▶ _Source text_
>> Start

2006-10-14 Thread David Nyman



On Oct 14, 5:32 am, Colin Geoffrey Hales [EMAIL PROTECTED]
wrote:

 Indeed I would hold that our subjective experience (subjectivity)is our
 one and only intimate and complete connection to the underlying reality
 and it is the existence of it (subjectivity) 'at all' which is most
 telling/instructive  of the true nature/structure of the underlying
 reality, not the appearances thus delivered by subjectivity.

Yes, and as I've said, I was trying to convey the essence of this
thought with what became (unfortunately) confused with 1-person primacy
on this list. I'd be grateful for help on reformulating this more
coherently if possible. The heart of it is the primary intension of
'exists', whose fons et origo I take to be: 'exists in the sense that I
exist subjectively'. The problem is that as soon as one formulates it
in this way, all sorts of unlooked for windmills spring up for the Don
Quixotes of the logical mind to struggle with. Somehow one must avoid
being distracted into grappling with pseudo-problems of pansychism,
idealism, solipsism etc. - in their timeworn academic clothing - and
focus on the embeddedness, or 'here-ness' that is central to this
primary sense of 'exists', and see that everything else is somehow
derivative of, or emergent from, this primary intension. And, as you
say, by this token we are of course ourselves directly rooted in this
reality, whatever it is.

 The belief that the
 'underlying reality is actually made of quantum mechanics (as opposed to
 being merely described by it) to me looks like a mass delusion of the most
 bizarre kind.

>> End

▶ _Written request 1_
Repeat the mailing-list post on subjective experience word for word.

▶ _Data rows_
>> Start

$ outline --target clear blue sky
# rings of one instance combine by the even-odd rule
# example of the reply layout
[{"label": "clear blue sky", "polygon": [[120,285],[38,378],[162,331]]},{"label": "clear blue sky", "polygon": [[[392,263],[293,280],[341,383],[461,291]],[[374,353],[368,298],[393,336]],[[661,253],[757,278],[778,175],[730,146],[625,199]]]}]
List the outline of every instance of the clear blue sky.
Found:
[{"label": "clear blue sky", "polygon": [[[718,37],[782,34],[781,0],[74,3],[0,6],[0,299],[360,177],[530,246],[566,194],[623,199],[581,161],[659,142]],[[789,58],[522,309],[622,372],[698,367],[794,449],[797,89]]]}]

>> End

▶ _Written request 2_
Starting at the first line of the records and ending at the line containing "# example of the reply layout", write those lines out again with "rings" switched to "loops" and nothing else altered.

▶ _Full response 1_
2006-10-14 Thread David Nyman



On Oct 14, 5:32 am, Colin Geoffrey Hales [EMAIL PROTECTED]
wrote:

 Indeed I would hold that our subjective experience (subjectivity)is our
 one and only intimate and complete connection to the underlying reality
 and it is the existence of it (subjectivity) 'at all' which is most
 telling/instructive  of the true nature/structure of the underlying
 reality, not the appearances thus delivered by subjectivity.

Yes, and as I've said, I was trying to convey the essence of this
thought with what became (unfortunately) confused with 1-person primacy
on this list. I'd be grateful for help on reformulating this more
coherently if possible. The heart of it is the primary intension of
'exists', whose fons et origo I take to be: 'exists in the sense that I
exist subjectively'. The problem is that as soon as one formulates it
in this way, all sorts of unlooked for windmills spring up for the Don
Quixotes of the logical mind to struggle with. Somehow one must avoid
being distracted into grappling with pseudo-problems of pansychism,
idealism, solipsism etc. - in their timeworn academic clothing - and
focus on the embeddedness, or 'here-ness' that is central to this
primary sense of 'exists', and see that everything else is somehow
derivative of, or emergent from, this primary intension. And, as you
say, by this token we are of course ourselves directly rooted in this
reality, whatever it is.

 The belief that the
 'underlying reality is actually made of quantum mechanics (as opposed to
 being merely described by it) to me looks like a mass delusion of the most
 bizarre kind.

▶ _Full response 2_
$ outline --target clear blue sky
# loops of one instance combine by the even-odd rule
# example of the reply layout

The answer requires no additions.